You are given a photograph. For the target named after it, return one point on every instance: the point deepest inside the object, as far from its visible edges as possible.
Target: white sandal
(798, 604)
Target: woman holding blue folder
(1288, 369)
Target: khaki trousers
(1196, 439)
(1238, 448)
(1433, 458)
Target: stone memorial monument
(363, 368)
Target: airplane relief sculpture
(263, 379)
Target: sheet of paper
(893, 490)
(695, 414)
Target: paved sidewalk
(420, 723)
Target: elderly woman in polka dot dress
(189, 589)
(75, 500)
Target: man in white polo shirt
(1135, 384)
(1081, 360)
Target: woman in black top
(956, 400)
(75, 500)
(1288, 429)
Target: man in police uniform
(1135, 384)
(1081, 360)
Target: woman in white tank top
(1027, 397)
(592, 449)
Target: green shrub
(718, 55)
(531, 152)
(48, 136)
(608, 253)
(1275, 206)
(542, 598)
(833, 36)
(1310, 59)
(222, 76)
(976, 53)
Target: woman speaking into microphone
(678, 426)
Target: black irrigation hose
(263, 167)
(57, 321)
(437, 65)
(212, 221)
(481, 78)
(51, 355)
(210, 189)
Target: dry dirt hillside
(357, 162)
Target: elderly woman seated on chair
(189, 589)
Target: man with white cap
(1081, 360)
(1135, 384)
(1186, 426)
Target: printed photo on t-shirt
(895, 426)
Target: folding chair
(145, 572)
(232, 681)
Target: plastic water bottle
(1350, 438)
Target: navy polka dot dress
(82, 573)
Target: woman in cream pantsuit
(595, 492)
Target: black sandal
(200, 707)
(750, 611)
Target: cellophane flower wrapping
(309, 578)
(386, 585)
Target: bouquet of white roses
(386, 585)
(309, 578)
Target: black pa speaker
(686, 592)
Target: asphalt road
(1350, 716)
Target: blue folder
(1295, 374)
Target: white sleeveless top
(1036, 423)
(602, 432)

● ● ●

Put every line above into a Markdown table with two columns, "Row" and "Line", where "Row" holds the row number and "Line" holds the line itself. Leave out any blank lines.

| Row | Line |
|---|---|
| 1 | You are given a photograph. For the target named after it, return one point on every instance: the point deepest inside the object, as far from its visible edges as possible. |
| 2 | Target: white sandal |
| 3 | (798, 604) |
| 4 | Target: woman holding blue folder |
| 5 | (1288, 369) |
| 6 | Target: khaki trousers |
| 7 | (1196, 439) |
| 8 | (1238, 448) |
| 9 | (1433, 458) |
| 10 | Target: stone memorial monument |
| 11 | (363, 368) |
| 12 | Target: airplane relief sculpture |
| 13 | (263, 379) |
| 14 | Target: sheet of paper |
| 15 | (893, 490) |
| 16 | (695, 414) |
| 17 | Target: paved sidewalk |
| 18 | (420, 723) |
| 19 | Target: elderly woman in polka dot dress |
| 20 | (189, 589) |
| 21 | (75, 500) |
| 22 | Target: man in white polo shirt |
| 23 | (1135, 384) |
| 24 | (1081, 360) |
| 25 | Target: woman in black top |
| 26 | (956, 400) |
| 27 | (75, 500) |
| 28 | (1288, 429) |
| 29 | Target: man in police uniform |
| 30 | (1135, 384) |
| 31 | (1081, 360) |
| 32 | Target: woman in white tank top |
| 33 | (1027, 397) |
| 34 | (592, 449) |
| 35 | Target: green shrub |
| 36 | (718, 55) |
| 37 | (531, 152) |
| 38 | (48, 136) |
| 39 | (608, 253) |
| 40 | (1275, 206) |
| 41 | (542, 598) |
| 42 | (833, 36) |
| 43 | (1310, 59) |
| 44 | (222, 76) |
| 45 | (976, 53) |
| 46 | Target: woman speaking into microphone |
| 47 | (678, 426) |
| 48 | Target: black irrigation hose |
| 49 | (263, 167) |
| 50 | (57, 321) |
| 51 | (437, 65) |
| 52 | (212, 221) |
| 53 | (481, 78) |
| 54 | (51, 355) |
| 55 | (210, 189) |
| 56 | Target: dry dirt hillside |
| 57 | (357, 162) |
| 58 | Target: elderly woman seated on chair |
| 59 | (189, 589) |
| 60 | Target: man with white cap |
| 61 | (1081, 360) |
| 62 | (1135, 384) |
| 63 | (1186, 426) |
| 64 | Target: printed photo on t-shirt |
| 65 | (895, 426) |
| 66 | Target: folding chair |
| 67 | (145, 572) |
| 68 | (232, 681) |
| 69 | Target: plastic water bottle |
| 70 | (1350, 438) |
| 71 | Target: navy polka dot dress |
| 72 | (82, 573) |
| 73 | Target: woman in cream pantsuit |
| 74 | (595, 492) |
| 75 | Target: black sandal |
| 76 | (200, 707) |
| 77 | (750, 611) |
| 78 | Target: cellophane flower wrapping |
| 79 | (309, 578) |
| 80 | (386, 585) |
| 81 | Target: bouquet of white roses |
| 82 | (386, 585) |
| 83 | (309, 578) |
| 84 | Target: black pa speaker |
| 85 | (686, 592) |
| 86 | Target: asphalt road |
| 87 | (1350, 716) |
| 88 | Target: blue folder |
| 89 | (1295, 374) |
| 90 | Target: white sleeveless top |
| 91 | (1036, 423) |
| 92 | (602, 432) |